Assignment: Copy out every line of the data that has the word "foliage" somewhere in it.

Stored entries
[Start of Attachment]

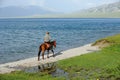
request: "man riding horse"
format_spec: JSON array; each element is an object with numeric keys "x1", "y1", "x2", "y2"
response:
[{"x1": 38, "y1": 32, "x2": 56, "y2": 61}]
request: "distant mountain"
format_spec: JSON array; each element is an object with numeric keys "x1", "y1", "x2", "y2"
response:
[
  {"x1": 66, "y1": 1, "x2": 120, "y2": 18},
  {"x1": 0, "y1": 1, "x2": 120, "y2": 18},
  {"x1": 0, "y1": 6, "x2": 59, "y2": 18},
  {"x1": 80, "y1": 1, "x2": 120, "y2": 13},
  {"x1": 33, "y1": 1, "x2": 120, "y2": 18}
]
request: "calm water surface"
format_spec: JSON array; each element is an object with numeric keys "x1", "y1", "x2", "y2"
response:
[{"x1": 0, "y1": 18, "x2": 120, "y2": 64}]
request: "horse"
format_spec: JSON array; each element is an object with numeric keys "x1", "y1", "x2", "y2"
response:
[{"x1": 38, "y1": 40, "x2": 56, "y2": 61}]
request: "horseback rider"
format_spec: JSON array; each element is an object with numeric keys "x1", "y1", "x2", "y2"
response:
[
  {"x1": 44, "y1": 32, "x2": 51, "y2": 48},
  {"x1": 38, "y1": 32, "x2": 56, "y2": 61}
]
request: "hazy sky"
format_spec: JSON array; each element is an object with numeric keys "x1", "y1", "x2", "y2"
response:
[{"x1": 0, "y1": 0, "x2": 119, "y2": 13}]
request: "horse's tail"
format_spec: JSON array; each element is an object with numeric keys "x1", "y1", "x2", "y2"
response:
[{"x1": 38, "y1": 46, "x2": 41, "y2": 61}]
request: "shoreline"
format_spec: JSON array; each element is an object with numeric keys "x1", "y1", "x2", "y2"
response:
[{"x1": 0, "y1": 43, "x2": 99, "y2": 74}]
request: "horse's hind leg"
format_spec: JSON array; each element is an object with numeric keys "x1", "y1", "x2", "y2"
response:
[
  {"x1": 38, "y1": 50, "x2": 41, "y2": 61},
  {"x1": 51, "y1": 50, "x2": 55, "y2": 57}
]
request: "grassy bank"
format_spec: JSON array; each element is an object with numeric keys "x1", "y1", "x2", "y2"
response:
[
  {"x1": 57, "y1": 34, "x2": 120, "y2": 79},
  {"x1": 0, "y1": 34, "x2": 120, "y2": 80},
  {"x1": 0, "y1": 71, "x2": 65, "y2": 80}
]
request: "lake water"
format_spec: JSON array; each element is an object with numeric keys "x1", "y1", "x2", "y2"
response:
[{"x1": 0, "y1": 18, "x2": 120, "y2": 64}]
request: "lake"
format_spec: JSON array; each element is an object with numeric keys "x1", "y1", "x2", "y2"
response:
[{"x1": 0, "y1": 18, "x2": 120, "y2": 64}]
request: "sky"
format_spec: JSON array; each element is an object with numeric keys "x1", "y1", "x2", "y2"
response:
[{"x1": 0, "y1": 0, "x2": 119, "y2": 13}]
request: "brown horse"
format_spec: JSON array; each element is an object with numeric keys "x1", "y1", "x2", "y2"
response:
[{"x1": 38, "y1": 40, "x2": 56, "y2": 61}]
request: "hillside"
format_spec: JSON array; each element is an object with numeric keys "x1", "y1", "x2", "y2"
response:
[
  {"x1": 30, "y1": 1, "x2": 120, "y2": 18},
  {"x1": 54, "y1": 1, "x2": 120, "y2": 18},
  {"x1": 81, "y1": 1, "x2": 120, "y2": 13},
  {"x1": 65, "y1": 1, "x2": 120, "y2": 18}
]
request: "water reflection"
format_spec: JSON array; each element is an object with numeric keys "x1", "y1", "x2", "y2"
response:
[
  {"x1": 24, "y1": 62, "x2": 56, "y2": 73},
  {"x1": 23, "y1": 62, "x2": 69, "y2": 79},
  {"x1": 38, "y1": 62, "x2": 56, "y2": 74}
]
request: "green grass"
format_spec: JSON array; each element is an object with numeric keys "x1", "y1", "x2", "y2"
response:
[
  {"x1": 58, "y1": 44, "x2": 120, "y2": 68},
  {"x1": 64, "y1": 12, "x2": 120, "y2": 18},
  {"x1": 0, "y1": 34, "x2": 120, "y2": 80},
  {"x1": 0, "y1": 71, "x2": 65, "y2": 80},
  {"x1": 92, "y1": 34, "x2": 120, "y2": 46},
  {"x1": 104, "y1": 34, "x2": 120, "y2": 44},
  {"x1": 57, "y1": 34, "x2": 120, "y2": 79}
]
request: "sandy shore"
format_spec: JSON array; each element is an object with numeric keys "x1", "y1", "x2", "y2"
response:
[{"x1": 0, "y1": 43, "x2": 99, "y2": 74}]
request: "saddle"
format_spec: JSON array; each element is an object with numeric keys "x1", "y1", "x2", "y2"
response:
[{"x1": 45, "y1": 42, "x2": 51, "y2": 49}]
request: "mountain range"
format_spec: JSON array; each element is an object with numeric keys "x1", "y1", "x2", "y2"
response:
[
  {"x1": 81, "y1": 1, "x2": 120, "y2": 13},
  {"x1": 0, "y1": 1, "x2": 120, "y2": 18},
  {"x1": 63, "y1": 1, "x2": 120, "y2": 18}
]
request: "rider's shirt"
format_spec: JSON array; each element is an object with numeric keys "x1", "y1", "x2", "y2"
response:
[{"x1": 44, "y1": 34, "x2": 51, "y2": 42}]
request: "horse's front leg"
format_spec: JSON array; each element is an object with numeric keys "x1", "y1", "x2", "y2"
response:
[
  {"x1": 42, "y1": 51, "x2": 45, "y2": 60},
  {"x1": 51, "y1": 49, "x2": 55, "y2": 57},
  {"x1": 47, "y1": 50, "x2": 49, "y2": 58}
]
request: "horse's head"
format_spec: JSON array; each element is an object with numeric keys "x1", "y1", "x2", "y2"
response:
[{"x1": 52, "y1": 40, "x2": 56, "y2": 48}]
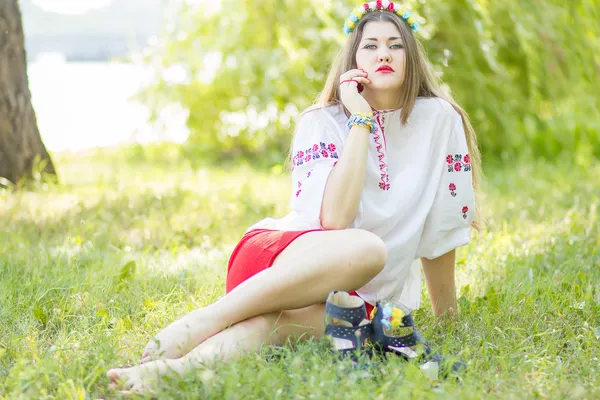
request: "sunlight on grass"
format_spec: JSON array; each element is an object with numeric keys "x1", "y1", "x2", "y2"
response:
[{"x1": 1, "y1": 150, "x2": 598, "y2": 398}]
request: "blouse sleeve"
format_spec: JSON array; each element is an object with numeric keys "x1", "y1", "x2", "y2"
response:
[
  {"x1": 289, "y1": 110, "x2": 343, "y2": 228},
  {"x1": 416, "y1": 115, "x2": 475, "y2": 260}
]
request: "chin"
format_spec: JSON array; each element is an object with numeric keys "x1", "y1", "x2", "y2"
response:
[{"x1": 371, "y1": 83, "x2": 402, "y2": 91}]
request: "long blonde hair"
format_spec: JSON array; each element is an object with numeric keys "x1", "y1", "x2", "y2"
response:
[{"x1": 300, "y1": 11, "x2": 483, "y2": 229}]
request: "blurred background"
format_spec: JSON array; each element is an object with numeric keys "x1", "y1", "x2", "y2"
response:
[{"x1": 17, "y1": 0, "x2": 600, "y2": 169}]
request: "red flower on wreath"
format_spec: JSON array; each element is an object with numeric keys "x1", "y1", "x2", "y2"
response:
[
  {"x1": 376, "y1": 0, "x2": 383, "y2": 9},
  {"x1": 387, "y1": 2, "x2": 395, "y2": 11}
]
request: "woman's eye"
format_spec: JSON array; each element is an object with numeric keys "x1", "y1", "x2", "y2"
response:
[{"x1": 364, "y1": 44, "x2": 404, "y2": 49}]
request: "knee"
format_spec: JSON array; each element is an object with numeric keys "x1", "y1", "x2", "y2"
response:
[
  {"x1": 239, "y1": 311, "x2": 287, "y2": 343},
  {"x1": 240, "y1": 312, "x2": 278, "y2": 331},
  {"x1": 352, "y1": 230, "x2": 387, "y2": 275}
]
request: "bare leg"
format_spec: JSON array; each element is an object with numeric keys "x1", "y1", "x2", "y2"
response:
[
  {"x1": 421, "y1": 250, "x2": 457, "y2": 317},
  {"x1": 184, "y1": 304, "x2": 325, "y2": 364},
  {"x1": 107, "y1": 305, "x2": 325, "y2": 393},
  {"x1": 140, "y1": 229, "x2": 386, "y2": 362}
]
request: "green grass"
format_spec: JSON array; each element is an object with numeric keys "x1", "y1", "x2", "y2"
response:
[{"x1": 1, "y1": 149, "x2": 599, "y2": 399}]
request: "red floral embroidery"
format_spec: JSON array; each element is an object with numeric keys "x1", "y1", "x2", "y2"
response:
[
  {"x1": 462, "y1": 206, "x2": 469, "y2": 219},
  {"x1": 449, "y1": 183, "x2": 457, "y2": 197},
  {"x1": 296, "y1": 189, "x2": 302, "y2": 197},
  {"x1": 373, "y1": 111, "x2": 390, "y2": 191},
  {"x1": 292, "y1": 142, "x2": 339, "y2": 169},
  {"x1": 447, "y1": 154, "x2": 471, "y2": 172}
]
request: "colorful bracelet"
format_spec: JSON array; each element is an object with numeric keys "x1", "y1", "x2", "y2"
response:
[{"x1": 347, "y1": 112, "x2": 374, "y2": 133}]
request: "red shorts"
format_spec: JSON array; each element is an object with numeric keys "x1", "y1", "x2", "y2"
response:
[{"x1": 226, "y1": 228, "x2": 373, "y2": 318}]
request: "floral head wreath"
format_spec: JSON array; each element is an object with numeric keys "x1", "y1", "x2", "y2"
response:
[{"x1": 343, "y1": 1, "x2": 420, "y2": 35}]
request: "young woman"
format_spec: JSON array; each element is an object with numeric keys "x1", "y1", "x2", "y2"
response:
[{"x1": 108, "y1": 1, "x2": 481, "y2": 392}]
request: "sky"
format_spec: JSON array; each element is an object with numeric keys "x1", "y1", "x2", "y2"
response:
[{"x1": 31, "y1": 0, "x2": 113, "y2": 15}]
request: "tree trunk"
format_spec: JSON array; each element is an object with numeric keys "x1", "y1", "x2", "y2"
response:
[{"x1": 0, "y1": 0, "x2": 56, "y2": 185}]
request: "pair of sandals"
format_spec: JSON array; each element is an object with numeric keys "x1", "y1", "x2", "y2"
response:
[{"x1": 324, "y1": 291, "x2": 465, "y2": 380}]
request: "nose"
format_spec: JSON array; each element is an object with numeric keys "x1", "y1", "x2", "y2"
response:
[{"x1": 378, "y1": 48, "x2": 391, "y2": 63}]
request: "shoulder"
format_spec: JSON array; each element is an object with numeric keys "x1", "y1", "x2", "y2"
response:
[
  {"x1": 299, "y1": 104, "x2": 346, "y2": 125},
  {"x1": 411, "y1": 97, "x2": 462, "y2": 126},
  {"x1": 293, "y1": 104, "x2": 345, "y2": 139}
]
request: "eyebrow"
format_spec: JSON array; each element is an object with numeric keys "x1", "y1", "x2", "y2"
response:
[{"x1": 362, "y1": 37, "x2": 403, "y2": 41}]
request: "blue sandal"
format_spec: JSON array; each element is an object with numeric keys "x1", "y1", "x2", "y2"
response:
[
  {"x1": 324, "y1": 291, "x2": 373, "y2": 361},
  {"x1": 371, "y1": 301, "x2": 467, "y2": 379}
]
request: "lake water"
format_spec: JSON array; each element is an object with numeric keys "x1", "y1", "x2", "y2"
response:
[{"x1": 27, "y1": 60, "x2": 188, "y2": 153}]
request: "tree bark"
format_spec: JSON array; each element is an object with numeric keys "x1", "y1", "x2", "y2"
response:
[{"x1": 0, "y1": 0, "x2": 56, "y2": 185}]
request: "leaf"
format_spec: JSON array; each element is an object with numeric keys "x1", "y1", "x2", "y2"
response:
[
  {"x1": 33, "y1": 307, "x2": 48, "y2": 326},
  {"x1": 118, "y1": 260, "x2": 137, "y2": 289}
]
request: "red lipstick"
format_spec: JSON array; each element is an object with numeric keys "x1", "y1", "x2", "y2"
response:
[{"x1": 376, "y1": 65, "x2": 395, "y2": 73}]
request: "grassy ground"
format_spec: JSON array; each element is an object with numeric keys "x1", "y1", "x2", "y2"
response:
[{"x1": 1, "y1": 148, "x2": 599, "y2": 399}]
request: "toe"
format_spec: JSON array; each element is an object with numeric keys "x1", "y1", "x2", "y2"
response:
[
  {"x1": 140, "y1": 355, "x2": 153, "y2": 364},
  {"x1": 107, "y1": 368, "x2": 122, "y2": 384}
]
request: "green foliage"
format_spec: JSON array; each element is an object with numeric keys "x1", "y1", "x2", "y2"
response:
[
  {"x1": 0, "y1": 150, "x2": 599, "y2": 397},
  {"x1": 139, "y1": 0, "x2": 599, "y2": 164}
]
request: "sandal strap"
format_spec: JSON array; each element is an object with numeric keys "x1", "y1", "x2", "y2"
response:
[
  {"x1": 325, "y1": 323, "x2": 372, "y2": 345},
  {"x1": 325, "y1": 301, "x2": 366, "y2": 326},
  {"x1": 385, "y1": 327, "x2": 428, "y2": 348},
  {"x1": 381, "y1": 331, "x2": 420, "y2": 348},
  {"x1": 401, "y1": 313, "x2": 414, "y2": 327}
]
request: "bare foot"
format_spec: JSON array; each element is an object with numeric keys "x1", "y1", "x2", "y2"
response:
[
  {"x1": 141, "y1": 308, "x2": 221, "y2": 364},
  {"x1": 107, "y1": 359, "x2": 183, "y2": 394}
]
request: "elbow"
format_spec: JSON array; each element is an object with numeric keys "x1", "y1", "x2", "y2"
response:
[{"x1": 319, "y1": 213, "x2": 351, "y2": 231}]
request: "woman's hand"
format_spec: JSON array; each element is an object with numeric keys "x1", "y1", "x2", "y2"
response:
[{"x1": 339, "y1": 69, "x2": 372, "y2": 115}]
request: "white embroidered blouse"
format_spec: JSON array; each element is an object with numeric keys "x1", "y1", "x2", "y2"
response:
[{"x1": 248, "y1": 97, "x2": 475, "y2": 310}]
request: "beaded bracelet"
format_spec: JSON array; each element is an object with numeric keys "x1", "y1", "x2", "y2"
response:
[{"x1": 347, "y1": 112, "x2": 374, "y2": 133}]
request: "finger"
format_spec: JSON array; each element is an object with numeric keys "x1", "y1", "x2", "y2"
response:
[
  {"x1": 352, "y1": 77, "x2": 371, "y2": 84},
  {"x1": 340, "y1": 69, "x2": 368, "y2": 81}
]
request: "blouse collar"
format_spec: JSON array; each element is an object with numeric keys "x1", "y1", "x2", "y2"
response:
[{"x1": 372, "y1": 108, "x2": 401, "y2": 115}]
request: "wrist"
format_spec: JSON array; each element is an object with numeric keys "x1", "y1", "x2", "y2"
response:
[{"x1": 347, "y1": 112, "x2": 374, "y2": 133}]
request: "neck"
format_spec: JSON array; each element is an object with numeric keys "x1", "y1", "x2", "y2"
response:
[{"x1": 362, "y1": 89, "x2": 402, "y2": 111}]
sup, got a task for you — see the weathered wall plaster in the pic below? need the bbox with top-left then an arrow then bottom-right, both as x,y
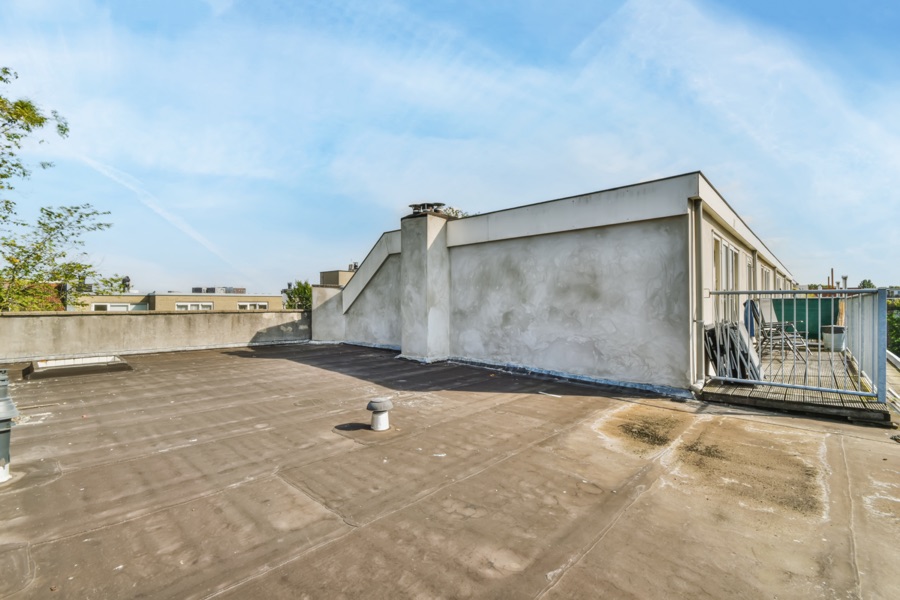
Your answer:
448,216 -> 692,389
311,286 -> 344,342
400,214 -> 450,361
344,254 -> 402,348
342,230 -> 401,313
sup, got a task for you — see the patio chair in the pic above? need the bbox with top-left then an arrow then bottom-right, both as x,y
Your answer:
705,321 -> 764,381
746,299 -> 809,363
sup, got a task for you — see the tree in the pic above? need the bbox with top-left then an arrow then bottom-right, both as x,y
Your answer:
858,279 -> 876,289
1,205 -> 111,311
1,67 -> 68,191
889,312 -> 900,356
889,299 -> 900,356
442,206 -> 469,218
1,67 -> 111,311
283,279 -> 312,311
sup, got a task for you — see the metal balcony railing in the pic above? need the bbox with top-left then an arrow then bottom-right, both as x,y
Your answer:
706,289 -> 887,404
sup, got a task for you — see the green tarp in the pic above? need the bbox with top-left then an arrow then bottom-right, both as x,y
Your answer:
772,298 -> 840,340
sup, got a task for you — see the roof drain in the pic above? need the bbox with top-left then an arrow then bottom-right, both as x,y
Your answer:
366,397 -> 393,431
0,371 -> 19,484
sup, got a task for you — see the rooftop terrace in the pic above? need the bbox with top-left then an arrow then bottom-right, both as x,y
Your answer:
2,344 -> 899,598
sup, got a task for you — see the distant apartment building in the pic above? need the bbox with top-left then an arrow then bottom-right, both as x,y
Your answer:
319,264 -> 359,286
73,289 -> 286,312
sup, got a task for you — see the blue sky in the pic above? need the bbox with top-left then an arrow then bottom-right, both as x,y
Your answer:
1,0 -> 898,293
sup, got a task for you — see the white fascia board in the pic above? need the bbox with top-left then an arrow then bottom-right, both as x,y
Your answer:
446,173 -> 698,247
342,230 -> 401,313
697,175 -> 794,281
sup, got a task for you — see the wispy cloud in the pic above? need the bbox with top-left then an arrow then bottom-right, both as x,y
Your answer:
586,0 -> 900,280
201,0 -> 235,17
2,0 -> 897,288
330,0 -> 900,282
79,155 -> 261,286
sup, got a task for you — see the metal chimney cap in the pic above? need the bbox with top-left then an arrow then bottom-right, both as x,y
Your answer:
408,202 -> 446,215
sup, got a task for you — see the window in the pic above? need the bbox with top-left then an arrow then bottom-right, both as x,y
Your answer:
175,302 -> 213,311
761,267 -> 772,290
238,302 -> 268,310
713,238 -> 721,290
712,235 -> 739,291
747,258 -> 754,291
92,303 -> 147,312
726,246 -> 739,291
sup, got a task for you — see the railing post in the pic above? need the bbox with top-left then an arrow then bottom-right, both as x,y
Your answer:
692,198 -> 705,385
877,288 -> 887,404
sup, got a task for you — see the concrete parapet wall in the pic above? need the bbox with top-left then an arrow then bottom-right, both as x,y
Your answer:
311,286 -> 345,342
0,311 -> 310,362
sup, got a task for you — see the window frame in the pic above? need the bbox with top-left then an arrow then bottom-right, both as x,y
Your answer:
712,234 -> 740,292
91,303 -> 145,312
175,302 -> 213,311
237,302 -> 268,310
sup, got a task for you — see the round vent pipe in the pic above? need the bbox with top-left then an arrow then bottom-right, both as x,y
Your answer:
366,397 -> 394,431
0,371 -> 19,484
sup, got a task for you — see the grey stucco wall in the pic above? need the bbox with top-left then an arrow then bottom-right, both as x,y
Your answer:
448,216 -> 692,389
424,216 -> 451,360
312,287 -> 345,342
0,311 -> 310,362
344,254 -> 402,348
400,215 -> 429,357
398,214 -> 450,361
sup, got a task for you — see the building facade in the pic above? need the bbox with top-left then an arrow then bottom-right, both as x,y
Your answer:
312,172 -> 794,395
74,292 -> 285,312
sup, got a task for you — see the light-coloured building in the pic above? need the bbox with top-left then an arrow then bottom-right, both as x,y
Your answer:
319,268 -> 357,286
312,172 -> 794,396
74,292 -> 285,312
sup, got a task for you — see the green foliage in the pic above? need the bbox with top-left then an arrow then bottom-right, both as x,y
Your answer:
442,206 -> 468,218
858,278 -> 876,289
889,314 -> 900,356
1,67 -> 69,192
1,66 -> 111,311
806,283 -> 822,290
283,279 -> 312,311
90,274 -> 129,295
889,300 -> 900,356
0,204 -> 111,311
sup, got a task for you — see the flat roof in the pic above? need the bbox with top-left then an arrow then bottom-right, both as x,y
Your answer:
2,344 -> 898,598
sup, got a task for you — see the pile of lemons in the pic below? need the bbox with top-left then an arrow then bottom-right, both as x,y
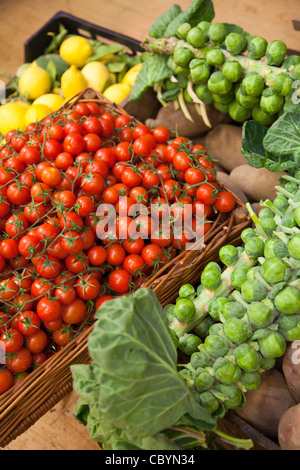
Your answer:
0,34 -> 143,138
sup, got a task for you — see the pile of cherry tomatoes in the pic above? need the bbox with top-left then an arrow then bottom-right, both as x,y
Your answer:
0,98 -> 236,394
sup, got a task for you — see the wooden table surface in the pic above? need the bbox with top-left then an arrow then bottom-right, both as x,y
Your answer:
1,0 -> 299,451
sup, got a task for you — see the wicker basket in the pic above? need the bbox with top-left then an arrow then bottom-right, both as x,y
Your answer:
0,88 -> 252,448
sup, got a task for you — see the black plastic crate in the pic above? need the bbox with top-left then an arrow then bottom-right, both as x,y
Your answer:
24,10 -> 143,63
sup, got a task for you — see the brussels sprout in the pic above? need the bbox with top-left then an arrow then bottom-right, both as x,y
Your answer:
207,71 -> 233,95
259,208 -> 273,219
213,357 -> 242,384
260,217 -> 277,236
207,23 -> 228,45
273,195 -> 289,212
186,27 -> 206,48
212,90 -> 235,104
201,265 -> 221,290
164,303 -> 175,321
260,87 -> 284,115
241,279 -> 268,303
179,283 -> 196,299
213,102 -> 230,114
208,323 -> 225,336
190,350 -> 212,369
204,333 -> 230,358
282,55 -> 300,69
222,301 -> 246,320
194,84 -> 214,104
179,333 -> 202,355
264,239 -> 289,259
198,390 -> 220,414
222,60 -> 243,83
194,316 -> 215,339
224,32 -> 248,55
258,331 -> 286,358
206,48 -> 225,66
246,266 -> 261,280
261,257 -> 290,283
251,104 -> 277,126
244,236 -> 265,259
285,182 -> 298,194
173,47 -> 194,67
274,286 -> 300,315
176,23 -> 192,40
240,371 -> 261,391
223,317 -> 253,344
236,85 -> 260,109
179,368 -> 195,390
198,21 -> 211,35
288,234 -> 300,260
282,212 -> 296,229
290,63 -> 300,80
189,58 -> 211,84
265,40 -> 287,66
168,57 -> 190,76
273,72 -> 293,97
247,302 -> 274,329
214,383 -> 244,409
241,227 -> 257,243
259,355 -> 276,371
230,266 -> 250,290
174,298 -> 196,322
242,73 -> 265,96
229,100 -> 251,122
234,343 -> 261,371
219,245 -> 239,267
247,36 -> 268,59
208,297 -> 229,322
194,367 -> 215,391
276,313 -> 300,341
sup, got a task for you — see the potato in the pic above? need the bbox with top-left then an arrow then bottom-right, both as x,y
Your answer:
229,164 -> 285,202
282,342 -> 300,403
278,404 -> 300,450
234,369 -> 296,439
145,101 -> 231,138
216,171 -> 248,204
204,124 -> 248,172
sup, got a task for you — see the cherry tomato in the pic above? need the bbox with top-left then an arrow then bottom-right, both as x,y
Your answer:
214,191 -> 236,213
61,298 -> 87,324
108,269 -> 131,293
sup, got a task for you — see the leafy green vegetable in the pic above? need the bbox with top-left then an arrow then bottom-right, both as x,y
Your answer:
35,53 -> 69,78
130,54 -> 172,102
263,111 -> 300,164
149,4 -> 182,38
242,113 -> 300,175
86,44 -> 125,62
241,120 -> 269,168
71,288 -> 216,450
164,0 -> 215,36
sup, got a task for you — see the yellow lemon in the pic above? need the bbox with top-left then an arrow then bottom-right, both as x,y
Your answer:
121,62 -> 143,87
81,61 -> 110,93
18,62 -> 52,100
59,35 -> 93,68
103,83 -> 131,104
25,104 -> 52,126
33,93 -> 64,111
61,65 -> 88,100
0,102 -> 28,136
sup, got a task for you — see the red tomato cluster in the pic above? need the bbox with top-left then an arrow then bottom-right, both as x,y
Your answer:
0,100 -> 236,394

[End of Attachment]

Result of this task:
request: "green foliage"
sup, got a task for you — see the green foliage in the pic above? need the bbox with top-left then an arrow then bottom-right, both as x,y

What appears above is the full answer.